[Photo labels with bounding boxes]
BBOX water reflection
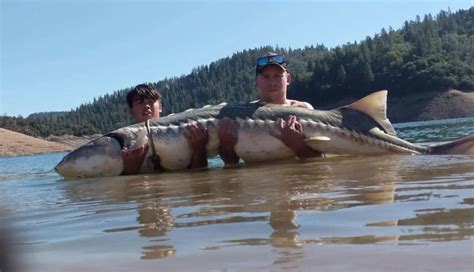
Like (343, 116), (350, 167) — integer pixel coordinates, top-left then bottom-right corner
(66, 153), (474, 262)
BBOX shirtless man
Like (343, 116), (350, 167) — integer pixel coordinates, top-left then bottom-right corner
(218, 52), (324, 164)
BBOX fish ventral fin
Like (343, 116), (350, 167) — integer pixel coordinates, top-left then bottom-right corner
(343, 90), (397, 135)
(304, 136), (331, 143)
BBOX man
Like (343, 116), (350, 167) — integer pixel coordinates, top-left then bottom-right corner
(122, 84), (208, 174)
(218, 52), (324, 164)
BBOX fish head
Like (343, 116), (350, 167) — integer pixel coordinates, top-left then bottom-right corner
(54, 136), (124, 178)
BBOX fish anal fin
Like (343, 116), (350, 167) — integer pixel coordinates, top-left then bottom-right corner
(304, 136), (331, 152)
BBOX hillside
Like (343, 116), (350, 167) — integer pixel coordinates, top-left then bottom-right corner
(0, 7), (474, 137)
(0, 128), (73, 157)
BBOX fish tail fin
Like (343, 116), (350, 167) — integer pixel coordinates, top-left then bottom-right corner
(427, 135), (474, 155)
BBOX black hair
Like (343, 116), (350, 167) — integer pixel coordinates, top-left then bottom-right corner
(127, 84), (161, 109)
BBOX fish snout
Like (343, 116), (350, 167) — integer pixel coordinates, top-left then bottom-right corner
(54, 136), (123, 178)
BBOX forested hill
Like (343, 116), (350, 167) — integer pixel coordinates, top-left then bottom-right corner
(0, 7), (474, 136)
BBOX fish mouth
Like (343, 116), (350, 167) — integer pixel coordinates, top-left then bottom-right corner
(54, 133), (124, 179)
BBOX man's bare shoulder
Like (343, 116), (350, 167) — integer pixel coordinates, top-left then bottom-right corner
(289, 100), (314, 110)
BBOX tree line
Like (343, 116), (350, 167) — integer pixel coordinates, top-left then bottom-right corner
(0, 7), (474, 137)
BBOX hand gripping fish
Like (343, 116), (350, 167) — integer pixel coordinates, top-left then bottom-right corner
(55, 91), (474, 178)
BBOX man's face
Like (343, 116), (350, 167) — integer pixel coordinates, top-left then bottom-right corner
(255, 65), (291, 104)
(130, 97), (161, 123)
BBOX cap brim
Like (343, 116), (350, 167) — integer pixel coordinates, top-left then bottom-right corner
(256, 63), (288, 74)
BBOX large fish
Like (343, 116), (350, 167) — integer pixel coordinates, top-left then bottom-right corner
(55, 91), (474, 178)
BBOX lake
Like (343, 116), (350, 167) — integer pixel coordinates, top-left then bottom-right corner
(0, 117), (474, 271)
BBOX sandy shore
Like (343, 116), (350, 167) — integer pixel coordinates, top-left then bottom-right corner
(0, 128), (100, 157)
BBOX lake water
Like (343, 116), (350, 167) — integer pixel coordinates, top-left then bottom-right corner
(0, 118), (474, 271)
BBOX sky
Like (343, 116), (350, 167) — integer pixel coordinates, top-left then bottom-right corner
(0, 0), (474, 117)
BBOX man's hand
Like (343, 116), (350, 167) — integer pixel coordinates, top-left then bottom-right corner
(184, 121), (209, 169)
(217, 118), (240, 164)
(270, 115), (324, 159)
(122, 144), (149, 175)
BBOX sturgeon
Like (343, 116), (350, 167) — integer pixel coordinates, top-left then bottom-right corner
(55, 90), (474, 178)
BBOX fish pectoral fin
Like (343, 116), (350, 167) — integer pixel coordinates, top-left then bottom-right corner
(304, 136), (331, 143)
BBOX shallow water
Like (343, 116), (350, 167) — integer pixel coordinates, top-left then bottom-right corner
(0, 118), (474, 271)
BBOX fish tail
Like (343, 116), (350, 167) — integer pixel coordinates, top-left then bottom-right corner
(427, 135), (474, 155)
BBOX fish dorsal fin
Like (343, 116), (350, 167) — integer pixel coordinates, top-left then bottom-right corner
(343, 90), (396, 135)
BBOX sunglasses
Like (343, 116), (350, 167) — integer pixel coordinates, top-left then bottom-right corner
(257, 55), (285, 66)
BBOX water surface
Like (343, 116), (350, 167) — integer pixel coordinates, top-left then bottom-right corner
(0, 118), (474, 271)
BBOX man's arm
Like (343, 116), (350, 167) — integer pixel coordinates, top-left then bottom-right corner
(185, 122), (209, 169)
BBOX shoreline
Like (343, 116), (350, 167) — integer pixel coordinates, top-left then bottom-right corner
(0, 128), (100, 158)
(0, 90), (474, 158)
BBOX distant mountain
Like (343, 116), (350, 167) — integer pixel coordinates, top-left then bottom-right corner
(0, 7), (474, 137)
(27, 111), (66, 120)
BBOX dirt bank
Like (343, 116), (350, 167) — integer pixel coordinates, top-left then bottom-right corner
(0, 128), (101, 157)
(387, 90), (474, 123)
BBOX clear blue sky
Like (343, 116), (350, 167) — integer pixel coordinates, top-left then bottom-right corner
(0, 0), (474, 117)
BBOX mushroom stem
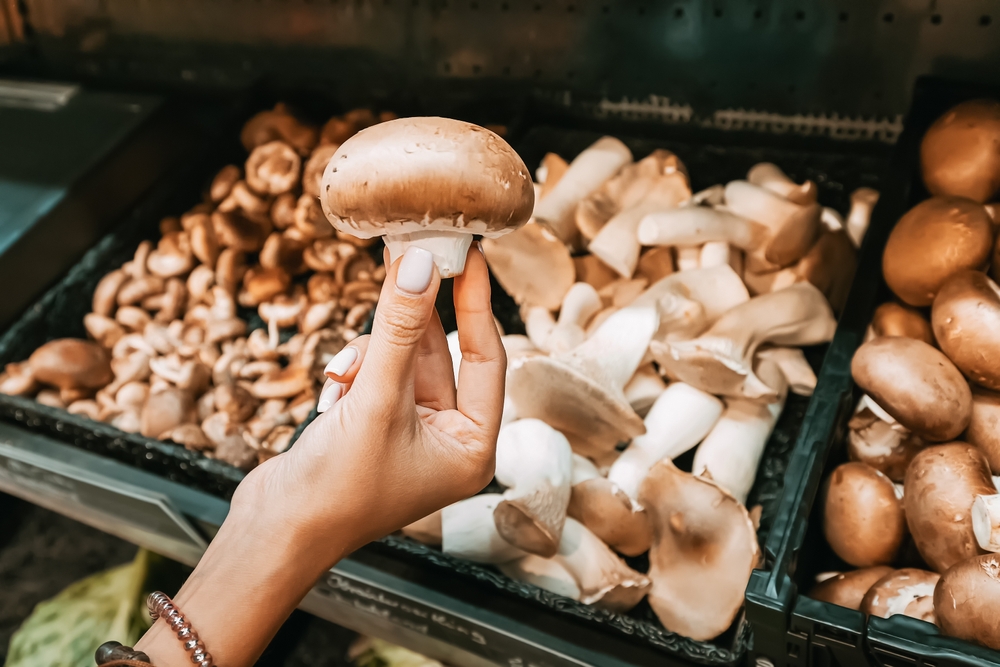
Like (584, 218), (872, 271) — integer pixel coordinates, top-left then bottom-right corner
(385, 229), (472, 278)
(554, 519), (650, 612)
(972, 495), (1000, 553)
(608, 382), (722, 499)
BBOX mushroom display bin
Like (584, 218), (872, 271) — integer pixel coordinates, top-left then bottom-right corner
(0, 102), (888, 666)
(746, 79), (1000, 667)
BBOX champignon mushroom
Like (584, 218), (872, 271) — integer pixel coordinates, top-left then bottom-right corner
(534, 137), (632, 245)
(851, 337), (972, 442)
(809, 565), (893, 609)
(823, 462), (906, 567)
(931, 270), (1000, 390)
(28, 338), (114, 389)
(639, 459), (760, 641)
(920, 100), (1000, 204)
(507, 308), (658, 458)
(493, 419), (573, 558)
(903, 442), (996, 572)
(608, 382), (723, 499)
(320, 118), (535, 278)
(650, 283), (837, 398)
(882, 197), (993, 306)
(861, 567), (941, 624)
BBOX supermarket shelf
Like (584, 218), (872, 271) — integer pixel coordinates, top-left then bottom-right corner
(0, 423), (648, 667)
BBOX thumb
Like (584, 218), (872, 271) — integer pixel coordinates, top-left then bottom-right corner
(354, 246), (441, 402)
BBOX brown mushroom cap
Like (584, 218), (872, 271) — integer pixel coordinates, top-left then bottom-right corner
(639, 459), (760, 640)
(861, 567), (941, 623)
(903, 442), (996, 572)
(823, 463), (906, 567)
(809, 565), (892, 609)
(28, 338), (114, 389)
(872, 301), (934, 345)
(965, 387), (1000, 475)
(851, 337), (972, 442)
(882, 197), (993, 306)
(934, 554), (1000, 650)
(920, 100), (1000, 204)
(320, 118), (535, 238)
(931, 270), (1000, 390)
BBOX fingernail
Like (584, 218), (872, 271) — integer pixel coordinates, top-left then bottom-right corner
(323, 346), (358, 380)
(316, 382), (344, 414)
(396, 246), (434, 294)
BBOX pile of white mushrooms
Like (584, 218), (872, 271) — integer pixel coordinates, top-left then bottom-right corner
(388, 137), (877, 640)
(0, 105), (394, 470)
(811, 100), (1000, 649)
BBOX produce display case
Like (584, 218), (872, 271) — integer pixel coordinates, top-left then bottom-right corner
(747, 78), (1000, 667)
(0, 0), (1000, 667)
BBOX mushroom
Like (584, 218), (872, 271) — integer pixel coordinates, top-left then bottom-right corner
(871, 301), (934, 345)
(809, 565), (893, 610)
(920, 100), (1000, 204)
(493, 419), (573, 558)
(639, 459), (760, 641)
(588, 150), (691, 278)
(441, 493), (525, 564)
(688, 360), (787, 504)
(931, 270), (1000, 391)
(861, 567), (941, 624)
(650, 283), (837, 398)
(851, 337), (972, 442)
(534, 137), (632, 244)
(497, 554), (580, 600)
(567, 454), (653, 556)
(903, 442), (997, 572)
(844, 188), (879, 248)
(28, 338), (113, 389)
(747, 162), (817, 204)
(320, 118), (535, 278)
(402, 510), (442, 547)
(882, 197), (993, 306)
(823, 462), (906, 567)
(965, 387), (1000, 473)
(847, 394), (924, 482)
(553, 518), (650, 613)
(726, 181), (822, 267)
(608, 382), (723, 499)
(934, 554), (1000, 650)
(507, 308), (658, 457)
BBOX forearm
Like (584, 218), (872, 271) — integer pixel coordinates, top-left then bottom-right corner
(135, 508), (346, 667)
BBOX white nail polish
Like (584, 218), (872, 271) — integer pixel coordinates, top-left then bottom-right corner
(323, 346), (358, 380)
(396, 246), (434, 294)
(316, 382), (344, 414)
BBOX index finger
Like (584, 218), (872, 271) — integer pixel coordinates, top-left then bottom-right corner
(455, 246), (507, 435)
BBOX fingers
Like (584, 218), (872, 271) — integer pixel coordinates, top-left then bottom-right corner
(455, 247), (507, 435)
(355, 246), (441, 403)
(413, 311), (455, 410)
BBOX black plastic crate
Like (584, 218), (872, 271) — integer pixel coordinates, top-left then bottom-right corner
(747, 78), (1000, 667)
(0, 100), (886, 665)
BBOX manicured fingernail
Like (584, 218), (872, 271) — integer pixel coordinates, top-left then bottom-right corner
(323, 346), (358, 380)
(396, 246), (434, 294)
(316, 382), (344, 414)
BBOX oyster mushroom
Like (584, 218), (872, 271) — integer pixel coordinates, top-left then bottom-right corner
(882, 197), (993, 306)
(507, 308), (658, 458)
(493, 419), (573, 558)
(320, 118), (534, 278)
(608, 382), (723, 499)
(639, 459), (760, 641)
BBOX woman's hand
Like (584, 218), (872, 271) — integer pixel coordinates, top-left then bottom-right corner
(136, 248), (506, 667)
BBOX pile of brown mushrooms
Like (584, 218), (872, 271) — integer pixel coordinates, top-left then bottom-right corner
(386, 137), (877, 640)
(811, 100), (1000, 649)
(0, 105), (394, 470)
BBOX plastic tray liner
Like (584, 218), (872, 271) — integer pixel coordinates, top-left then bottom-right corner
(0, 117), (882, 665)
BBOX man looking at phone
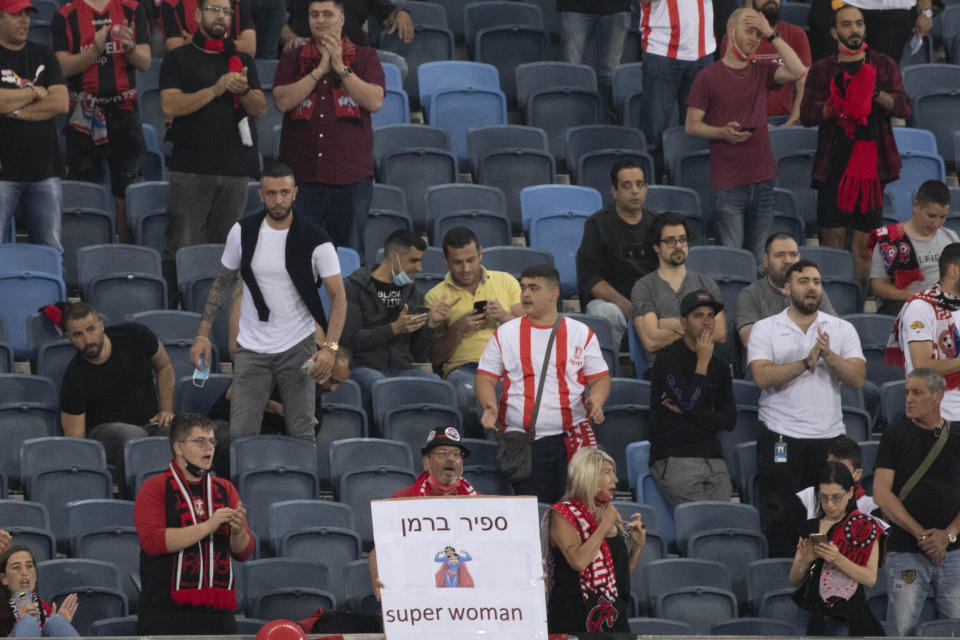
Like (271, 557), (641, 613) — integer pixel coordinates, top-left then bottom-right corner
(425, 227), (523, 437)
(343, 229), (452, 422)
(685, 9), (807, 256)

Directions for this task:
Reproduce every line of the records from the line containing "BBOX dirt bank" through the line containing "(0, 0), (1000, 667)", inclusive, with the requests included and the pictures omitted. Multiply each box coordinate in the answers, but not in the requests or their format samples, by 1.8, and round the results to whole numbers with halves rounded up.

Worked solution:
BBOX dirt bank
Like (343, 116), (350, 167) — integer pixel coordinates, top-left then bottom-right corner
(0, 230), (182, 283)
(697, 162), (853, 221)
BBOX clear blue sky
Like (343, 116), (350, 167) — integer pixel coordinates, top-left then bottom-right corner
(0, 0), (853, 211)
BBOX mushroom stem
Like (584, 218), (872, 271) — integer pixel coordinates, top-left then bottom-right corner
(693, 412), (850, 500)
(997, 934), (1170, 1102)
(1750, 891), (1800, 995)
(1094, 688), (1300, 898)
BBOX mushroom display bin
Like (584, 218), (872, 271) — integer pixel coordinates, top-left then bottom-right corner
(0, 184), (1598, 1199)
(1343, 142), (1800, 1201)
BBOX champignon mushroom
Like (584, 218), (872, 271) — integer pixel coordinates, top-left then bottom-right corner
(961, 247), (1138, 441)
(1532, 607), (1750, 796)
(1456, 1017), (1607, 1096)
(1481, 832), (1631, 1021)
(1676, 486), (1800, 702)
(50, 608), (205, 700)
(1150, 826), (1368, 1154)
(1656, 180), (1800, 367)
(913, 554), (1184, 824)
(887, 754), (1031, 1004)
(1625, 796), (1793, 1030)
(1094, 688), (1301, 898)
(576, 212), (963, 500)
(1170, 509), (1507, 716)
(1588, 355), (1787, 551)
(1550, 1021), (1694, 1123)
BBOX supermarket shelf
Like (584, 218), (872, 271) — integer pixel coordinates, top-left then bottom-right corner
(0, 761), (1166, 1201)
BBOX thumb
Like (584, 218), (872, 271) — integer pixel coordinates, top-left then bottom-right corner
(637, 443), (794, 724)
BBOX brown mushroom cap
Like (584, 218), (872, 271) — integer pixel coordinates, top-left then bottom-right corner
(1150, 826), (1368, 1152)
(1550, 1021), (1694, 1121)
(1625, 796), (1793, 1030)
(1481, 833), (1631, 1021)
(1456, 1017), (1606, 1096)
(50, 608), (205, 700)
(1570, 542), (1681, 621)
(1737, 697), (1800, 855)
(1532, 607), (1750, 796)
(1588, 355), (1787, 551)
(1681, 997), (1800, 1170)
(1656, 180), (1800, 367)
(576, 212), (963, 428)
(1676, 486), (1800, 702)
BBOX fingernail
Like (584, 218), (872, 271) — integer pixel coordinates, top-left then bottom-right corner
(581, 623), (644, 684)
(569, 688), (619, 745)
(713, 443), (781, 529)
BBOX pile of white mushrooms
Like (584, 218), (872, 271) — integer pixel coordinates, top-left then bottom-right corner
(698, 247), (1579, 1152)
(0, 189), (709, 846)
(1460, 180), (1800, 1168)
BBOX produce display case
Like (584, 218), (872, 271) — integer pixel coordinates, top-left then bottom-right corner
(1345, 140), (1800, 1201)
(0, 0), (1800, 1201)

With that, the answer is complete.